Новые назначения дела не улучшили - М. Б. Шеин скандалил в Думе, кичась своими сомнительными подвигами, (неясно носили ли эти споры местнический характер), что позднее дорого ему обошлось. Пожарский на момент назначения был нездоров (неясно, на самом деле или не хотел служить с Шеиным, не ожидая от него ничего хорошего) и вскоре окончательно отказался от службы (отставлен 4 июня) и был заменен окольничим А. Б. Измайловым.

Еще при назначении Пожарского, 23 апреля, на него бил челом В. В. Волынский, поставленный на особо важный пост - «у немецких людей у раздачи жалованья» и «у немецкого суда». Его переподчинили первому воеводе Шеину. После назначения Измайлова Волынский бил и на него, его снова переподчинили Шеину, однако закусивший удила Волынский видимо не желал теперь служить и с ним, сначала прикидывался больным, затем просто не являлся на службу (и службы соответственно не нес), наконец, 15 августа его велено было сослать в Казань как колодника, ни на какие службы не назначать, а имения отписать на государя (после этой истории полностью сошел со сцены).

Местничали и менее значительные персонажи - назначенный 28 января 1632 года собирать корма пришедшим к Москве «немецким людям» (наемным частям) И. Ф. Нелюбов-Огарев бил челом на своего коллегу - Г. А. Загряжского, но получил отказ. Загряжский, в свою очередь, 9 августа бил на второго воеводу А. Б. Измайлова - ему отказали, грозя тюрьмой. Однако Загряжский «у кормов сидеть не почал» и по жалобе Измайлова был таки отправлен в тюрьму.
На отправленого к Шеину с полковыми пушками («100 пищалей коротких немецкого литья») московского дворянина И. Н. Арбузова 30 августа в Можайске били челом приданные ему головы трех стрелецких сотен (московский дворянин и двое выборных), требуя переподчинения Шеину и Измайлову - иск удовлетворили.

Местничали и городовые корпорации. Еще в декабре 1631 года при разборе в Туле каширяне из захудалого рода князей Мещерских не явились на разбор к окольничему Г. К. Волконскому, отказавшись быть в окладчиках и не взяв жалованья. Другие каширяне, Лихаревы, также отказались быть в окладчиках и били челом на Волконского. Первый случай не разбирался, дело Лихаревых замяли, не ответив.
В августе 1632 года в Ржеве Володимеровой городовые дворяне били челом на одного из разборщиков - И. Г. Кондырева, Разряд опять промолчал - правительство явно не желало ссориться с городовыми корпорациями.

3 ноября 1632 года правительство наконец решилось издать указ о безместии (позднее подтвержденный Земским собором), на другие разряды не распространявшийся (на «берегу» продолжали местничать).
==================================================
_Задания:_
1. Кем был заменен Пожарский после отказа от службы, согласно тексту о местничестве?
2. Почему Разряд не ответил на челобитье городовых дворян на разборщика И. Г. Кондырева в Ржеве Володимеровой? Объясните по тексту о местничестве.
==================================================
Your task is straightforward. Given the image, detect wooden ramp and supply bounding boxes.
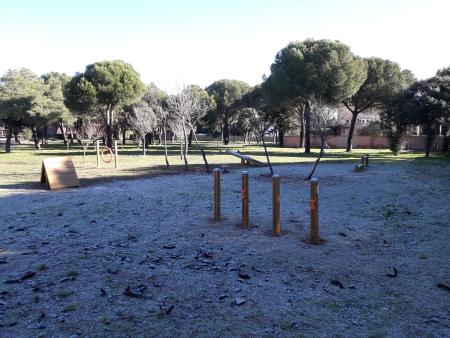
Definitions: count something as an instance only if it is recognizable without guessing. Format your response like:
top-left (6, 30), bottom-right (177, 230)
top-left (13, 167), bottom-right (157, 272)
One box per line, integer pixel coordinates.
top-left (41, 157), bottom-right (80, 190)
top-left (227, 150), bottom-right (266, 166)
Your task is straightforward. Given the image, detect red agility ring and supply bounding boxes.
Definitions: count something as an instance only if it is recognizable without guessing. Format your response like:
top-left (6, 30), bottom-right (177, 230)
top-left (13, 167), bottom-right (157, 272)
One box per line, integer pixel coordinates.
top-left (100, 146), bottom-right (114, 163)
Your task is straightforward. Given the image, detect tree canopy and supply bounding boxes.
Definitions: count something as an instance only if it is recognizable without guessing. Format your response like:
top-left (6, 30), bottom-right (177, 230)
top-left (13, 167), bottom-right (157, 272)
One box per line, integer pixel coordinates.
top-left (206, 80), bottom-right (252, 144)
top-left (66, 60), bottom-right (146, 147)
top-left (344, 57), bottom-right (415, 151)
top-left (405, 76), bottom-right (450, 157)
top-left (0, 68), bottom-right (46, 152)
top-left (264, 39), bottom-right (367, 153)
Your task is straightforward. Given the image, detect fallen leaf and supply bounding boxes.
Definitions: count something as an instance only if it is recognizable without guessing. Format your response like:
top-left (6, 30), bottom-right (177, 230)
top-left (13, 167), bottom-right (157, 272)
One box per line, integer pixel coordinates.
top-left (330, 279), bottom-right (344, 289)
top-left (386, 267), bottom-right (398, 278)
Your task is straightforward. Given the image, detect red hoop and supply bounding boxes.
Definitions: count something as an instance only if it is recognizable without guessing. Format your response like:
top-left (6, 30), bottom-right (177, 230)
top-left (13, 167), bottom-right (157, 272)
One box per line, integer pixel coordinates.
top-left (100, 146), bottom-right (114, 163)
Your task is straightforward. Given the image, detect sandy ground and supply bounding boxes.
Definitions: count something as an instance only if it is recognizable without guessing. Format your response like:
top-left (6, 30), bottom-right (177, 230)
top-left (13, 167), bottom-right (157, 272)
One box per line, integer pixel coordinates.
==================================================
_Ответы к заданиям:_
1. Окольничим А. Б. Измайловым.

2. Правительство не желало ссориться с городовыми корпорациями.